DOCUMENT TEXT:
Tuesday, April 24, 2007

What does God most want of us: our love or our compliance, our trust or our subservience? Jesus chose love as the answer he gave. Theoretically, evangelical Christians–“born-again” drives them–choose “trust.” The old hymn, “Trust and Obey” claims that “there is no other way.” Trust and obey, love and therefore comply, why ask that we choose between them? God wants it all: love, compliance, trust, subservience, obedience. These are not separable. Why then ask what God wants most?

I raise the question because, having been in church since before I was two-years-old, I’ve seen the unloving demand for compliance dominate the attitude of many churches. I’ve watched many leave, rejected by the church, because they would not comply with the church’s interpretation of God’s expectations. If anyone stepped out of the bounds–or refused to live inside the boundaries set by the church–they were easily dismissed. Hardhearted churches. Members becoming meaner year after year. That is what I have seen; that is why I renew the question of the “greatest commandment.”

I’ve listened, especially in recent years, to the supreme emphasis being given to God’s supremacy and thus, our compliance. The sovereignty of God rules. Again, I’ve witnessed the hardheartedness of these “sovereignty” people. That is why I ask which God “most” wants.

God wants our love. That is, as Jesus clearly stated, what God wants. All else flows from the love of God. “We love because he first loved us.” All else is wrapped up in love. “If you love me, keep my commandments,” as the natural re-sponse to our love for him, the depth and breadth of that love will all love involves. “The fruit of the Spirit is love . . ..” Love leads the list of the fruits of the Spirit. The other fruits–joy, peace, patience, kindness, goodness, faithfulness, gentleness, and self-control–all grow out of the interactivity of God loving us, us loving of God. And neighbor. And enemy. When loving, we find we are filled with joy, know and produce peace. “Love is patient.” Kindness, goodness, faithfulness, gentleness, self-control–these all are components of love.

DATA BLOCK:
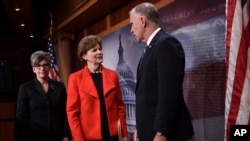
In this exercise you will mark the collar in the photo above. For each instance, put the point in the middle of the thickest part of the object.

PROBLEM TO WORK ON: Say whether each statement agrees with the post on what God most wants, answering yes or no and quoting the words from the post that decide it: (a) the writer has been in church since before age two; (b) joy leads the list of the fruits of the Spirit; (c) Jesus chose trust as his answer. The listing has nothing to do with what follows from here on.

FINAL ANSWER:
(a) Yes: "having been in church since before I was two-years-old"
(b) No: "Love leads the list of the fruits of the Spirit."
(c) No: "Jesus chose love as the answer he gave."